• [EXERCISE REQUIREMENTS]: Only the lines from the line containing "of the shallow" to the end of the records, both included, belong in the answer, copied exactly.

-------- RECORD EXTRACTS

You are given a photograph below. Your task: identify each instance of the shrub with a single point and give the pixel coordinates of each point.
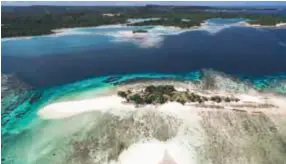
(122, 94)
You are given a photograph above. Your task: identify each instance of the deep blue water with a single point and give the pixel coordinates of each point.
(48, 61)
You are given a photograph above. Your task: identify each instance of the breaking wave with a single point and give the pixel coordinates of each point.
(174, 136)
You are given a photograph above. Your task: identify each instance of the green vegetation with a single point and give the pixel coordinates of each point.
(163, 93)
(38, 20)
(139, 31)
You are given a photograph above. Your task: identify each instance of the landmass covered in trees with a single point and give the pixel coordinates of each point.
(38, 20)
(167, 93)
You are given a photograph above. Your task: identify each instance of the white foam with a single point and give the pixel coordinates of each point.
(156, 152)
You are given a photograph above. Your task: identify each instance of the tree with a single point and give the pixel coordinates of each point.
(122, 94)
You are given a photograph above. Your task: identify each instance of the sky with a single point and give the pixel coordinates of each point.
(141, 3)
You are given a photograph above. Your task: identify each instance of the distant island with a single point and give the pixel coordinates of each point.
(139, 31)
(167, 93)
(39, 20)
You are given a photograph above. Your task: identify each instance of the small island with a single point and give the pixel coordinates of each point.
(139, 31)
(167, 93)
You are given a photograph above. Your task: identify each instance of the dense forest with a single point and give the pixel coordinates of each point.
(38, 20)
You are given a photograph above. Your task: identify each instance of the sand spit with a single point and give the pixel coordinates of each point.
(253, 102)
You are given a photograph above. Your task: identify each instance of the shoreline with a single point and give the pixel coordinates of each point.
(251, 103)
(64, 30)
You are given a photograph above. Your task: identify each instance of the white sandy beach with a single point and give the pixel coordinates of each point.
(250, 102)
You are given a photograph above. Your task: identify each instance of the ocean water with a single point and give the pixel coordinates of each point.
(79, 63)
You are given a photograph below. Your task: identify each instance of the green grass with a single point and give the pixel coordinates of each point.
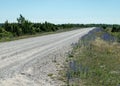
(96, 64)
(5, 39)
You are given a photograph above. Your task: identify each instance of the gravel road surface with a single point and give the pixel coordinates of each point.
(36, 61)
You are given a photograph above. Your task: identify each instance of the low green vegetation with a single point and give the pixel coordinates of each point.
(94, 62)
(25, 28)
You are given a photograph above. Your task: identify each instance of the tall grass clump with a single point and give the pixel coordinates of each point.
(95, 62)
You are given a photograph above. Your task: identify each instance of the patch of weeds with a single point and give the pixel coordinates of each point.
(94, 63)
(50, 74)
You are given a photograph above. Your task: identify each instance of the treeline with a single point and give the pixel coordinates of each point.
(26, 27)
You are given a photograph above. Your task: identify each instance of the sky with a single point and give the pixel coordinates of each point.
(61, 11)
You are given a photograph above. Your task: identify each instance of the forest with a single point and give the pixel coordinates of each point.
(25, 27)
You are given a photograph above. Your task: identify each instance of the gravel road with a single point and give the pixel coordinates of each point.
(31, 61)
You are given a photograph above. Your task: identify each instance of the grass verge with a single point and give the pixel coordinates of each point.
(94, 63)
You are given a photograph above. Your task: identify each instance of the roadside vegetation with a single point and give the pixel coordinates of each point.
(24, 28)
(94, 61)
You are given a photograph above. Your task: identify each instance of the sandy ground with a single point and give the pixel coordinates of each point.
(29, 62)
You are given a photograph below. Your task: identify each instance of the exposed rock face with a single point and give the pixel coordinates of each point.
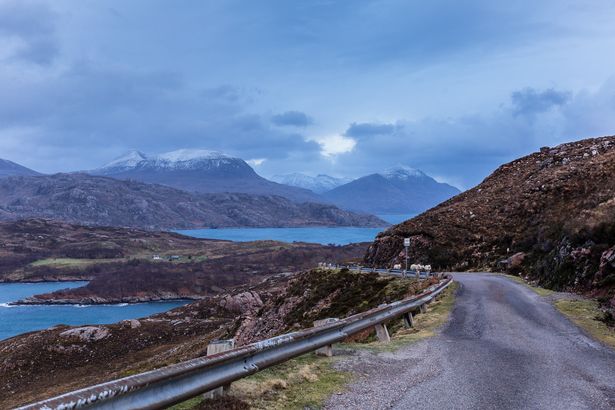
(557, 206)
(90, 200)
(86, 333)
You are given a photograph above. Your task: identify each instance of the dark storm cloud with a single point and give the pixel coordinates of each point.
(465, 149)
(292, 118)
(29, 26)
(82, 81)
(366, 129)
(88, 107)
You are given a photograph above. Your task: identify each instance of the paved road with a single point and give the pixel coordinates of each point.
(504, 348)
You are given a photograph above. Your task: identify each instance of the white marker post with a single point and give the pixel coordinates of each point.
(406, 246)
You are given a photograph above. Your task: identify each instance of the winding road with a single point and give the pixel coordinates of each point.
(505, 347)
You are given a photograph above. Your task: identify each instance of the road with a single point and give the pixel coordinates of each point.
(504, 348)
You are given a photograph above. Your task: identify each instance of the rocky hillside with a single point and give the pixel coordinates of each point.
(86, 355)
(91, 200)
(9, 168)
(549, 215)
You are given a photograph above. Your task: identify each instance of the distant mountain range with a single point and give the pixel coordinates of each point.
(200, 171)
(318, 184)
(400, 190)
(95, 200)
(397, 190)
(9, 168)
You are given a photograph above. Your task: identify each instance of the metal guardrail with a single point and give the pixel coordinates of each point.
(158, 389)
(394, 272)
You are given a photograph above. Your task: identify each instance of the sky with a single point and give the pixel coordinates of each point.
(345, 88)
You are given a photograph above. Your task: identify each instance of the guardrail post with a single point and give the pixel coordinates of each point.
(408, 320)
(328, 349)
(382, 333)
(218, 346)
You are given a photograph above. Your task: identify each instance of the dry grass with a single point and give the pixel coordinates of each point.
(584, 314)
(540, 291)
(307, 381)
(425, 325)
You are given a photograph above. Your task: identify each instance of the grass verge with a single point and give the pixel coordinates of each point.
(425, 325)
(301, 383)
(307, 381)
(584, 313)
(540, 291)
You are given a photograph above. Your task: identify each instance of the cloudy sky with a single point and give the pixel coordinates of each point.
(347, 88)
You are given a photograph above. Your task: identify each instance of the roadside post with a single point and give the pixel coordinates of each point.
(406, 246)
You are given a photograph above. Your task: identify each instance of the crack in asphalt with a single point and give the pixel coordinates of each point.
(504, 347)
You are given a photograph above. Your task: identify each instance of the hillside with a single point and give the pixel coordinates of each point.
(131, 265)
(272, 307)
(200, 171)
(9, 168)
(549, 215)
(320, 183)
(91, 200)
(400, 190)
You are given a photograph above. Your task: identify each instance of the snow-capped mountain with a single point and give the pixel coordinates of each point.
(198, 170)
(319, 184)
(9, 168)
(402, 172)
(398, 190)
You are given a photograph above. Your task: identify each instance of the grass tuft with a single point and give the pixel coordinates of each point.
(586, 314)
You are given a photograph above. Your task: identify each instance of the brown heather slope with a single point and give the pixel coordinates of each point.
(119, 262)
(554, 210)
(49, 362)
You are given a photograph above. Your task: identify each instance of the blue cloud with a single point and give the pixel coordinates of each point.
(292, 118)
(367, 129)
(33, 26)
(530, 101)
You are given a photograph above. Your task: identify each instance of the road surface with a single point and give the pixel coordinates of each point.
(504, 348)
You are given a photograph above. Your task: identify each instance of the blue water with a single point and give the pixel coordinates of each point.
(20, 319)
(322, 235)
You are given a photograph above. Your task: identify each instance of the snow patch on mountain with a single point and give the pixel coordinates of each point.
(320, 183)
(182, 155)
(128, 160)
(179, 159)
(403, 172)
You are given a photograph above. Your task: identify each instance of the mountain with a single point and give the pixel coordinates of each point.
(398, 190)
(549, 215)
(9, 168)
(94, 200)
(199, 171)
(319, 184)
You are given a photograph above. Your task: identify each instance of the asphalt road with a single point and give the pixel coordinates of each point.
(504, 348)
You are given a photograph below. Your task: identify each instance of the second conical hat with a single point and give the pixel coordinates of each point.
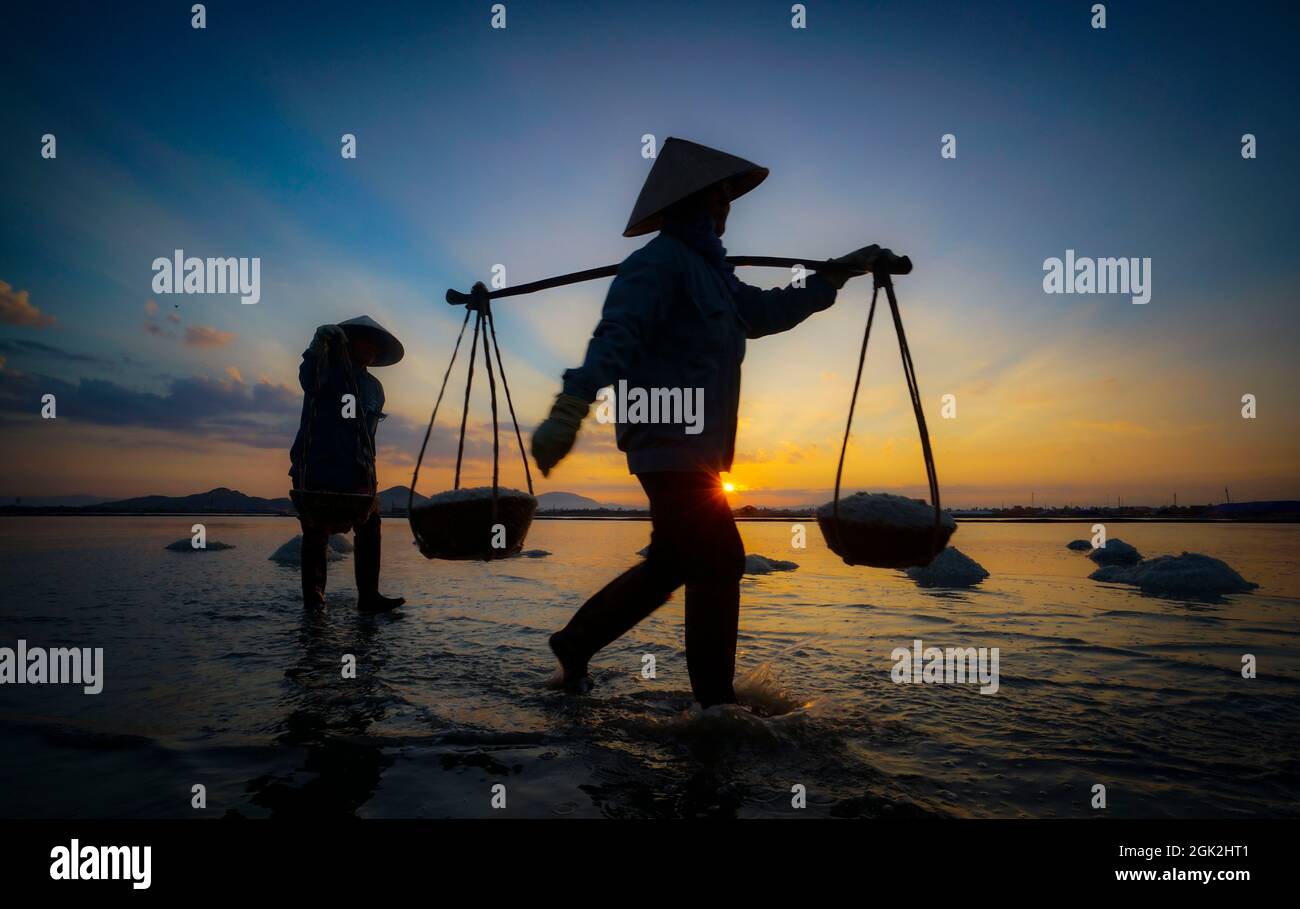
(681, 169)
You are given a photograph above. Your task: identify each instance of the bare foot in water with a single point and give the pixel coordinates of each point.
(571, 674)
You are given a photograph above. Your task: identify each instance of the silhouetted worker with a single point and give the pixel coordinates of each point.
(677, 317)
(339, 449)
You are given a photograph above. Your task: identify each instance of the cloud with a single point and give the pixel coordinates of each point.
(206, 336)
(24, 347)
(264, 415)
(16, 308)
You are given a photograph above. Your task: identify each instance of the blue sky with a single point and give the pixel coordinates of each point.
(521, 146)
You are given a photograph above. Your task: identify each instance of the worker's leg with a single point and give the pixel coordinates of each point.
(365, 539)
(315, 540)
(713, 597)
(677, 500)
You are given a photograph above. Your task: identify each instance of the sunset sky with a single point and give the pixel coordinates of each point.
(523, 147)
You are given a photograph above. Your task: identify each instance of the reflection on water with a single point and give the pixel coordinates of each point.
(215, 675)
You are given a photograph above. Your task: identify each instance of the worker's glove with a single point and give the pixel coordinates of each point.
(328, 338)
(557, 433)
(859, 262)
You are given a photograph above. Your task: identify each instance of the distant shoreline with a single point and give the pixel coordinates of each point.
(11, 511)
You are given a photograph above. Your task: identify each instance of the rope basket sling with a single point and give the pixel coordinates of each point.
(338, 511)
(878, 544)
(472, 526)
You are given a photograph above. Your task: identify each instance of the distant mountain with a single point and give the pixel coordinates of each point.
(220, 500)
(394, 498)
(571, 502)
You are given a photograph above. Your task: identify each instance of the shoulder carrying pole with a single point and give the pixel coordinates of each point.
(895, 265)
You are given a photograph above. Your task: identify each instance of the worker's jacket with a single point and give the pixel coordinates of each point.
(339, 449)
(671, 321)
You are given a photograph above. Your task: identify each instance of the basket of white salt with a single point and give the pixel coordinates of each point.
(880, 529)
(469, 524)
(884, 531)
(481, 523)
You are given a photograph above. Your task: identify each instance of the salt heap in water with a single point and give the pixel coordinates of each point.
(761, 565)
(186, 545)
(1116, 552)
(291, 553)
(1187, 575)
(952, 567)
(473, 493)
(885, 509)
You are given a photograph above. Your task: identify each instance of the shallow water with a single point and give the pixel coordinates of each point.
(215, 676)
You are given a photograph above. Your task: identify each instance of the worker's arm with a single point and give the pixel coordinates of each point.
(636, 303)
(771, 311)
(780, 310)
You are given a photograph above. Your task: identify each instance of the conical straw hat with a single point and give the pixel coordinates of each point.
(390, 349)
(681, 169)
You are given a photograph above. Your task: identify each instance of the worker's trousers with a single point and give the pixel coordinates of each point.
(693, 542)
(365, 559)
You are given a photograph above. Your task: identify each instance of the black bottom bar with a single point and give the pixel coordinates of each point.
(549, 860)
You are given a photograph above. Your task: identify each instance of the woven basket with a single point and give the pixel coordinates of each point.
(883, 545)
(463, 528)
(338, 511)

----------------

• [ANSWER TO THE EXERCISE]:
You are given a photograph above. Your task: identify each instance of the shallow water with a single point and give the pixel coordinates of each point.
(215, 676)
You are given a photograph above. Your task: identify each instance of the worker's arm with a single point and give the pixel coordinates of each point.
(636, 303)
(771, 311)
(780, 310)
You are given a photograph above. Your task: identify each instance of the conical straw hat with a single point and give the pixel coordinates of each point.
(390, 349)
(681, 169)
You are given a photograph above. Your task: identify each instance of the worker's trousers with a single point and give the pixel coordinates of each point.
(693, 542)
(365, 559)
You are given a photograph above. Your task: identify each instance of the black bottom bar with a single point and give the pixel coordinates of each point.
(549, 860)
You are given a photograph above. Your task: identify each instance of the woven basket with a single point and give the pixel coordinates of each point.
(883, 545)
(463, 528)
(338, 511)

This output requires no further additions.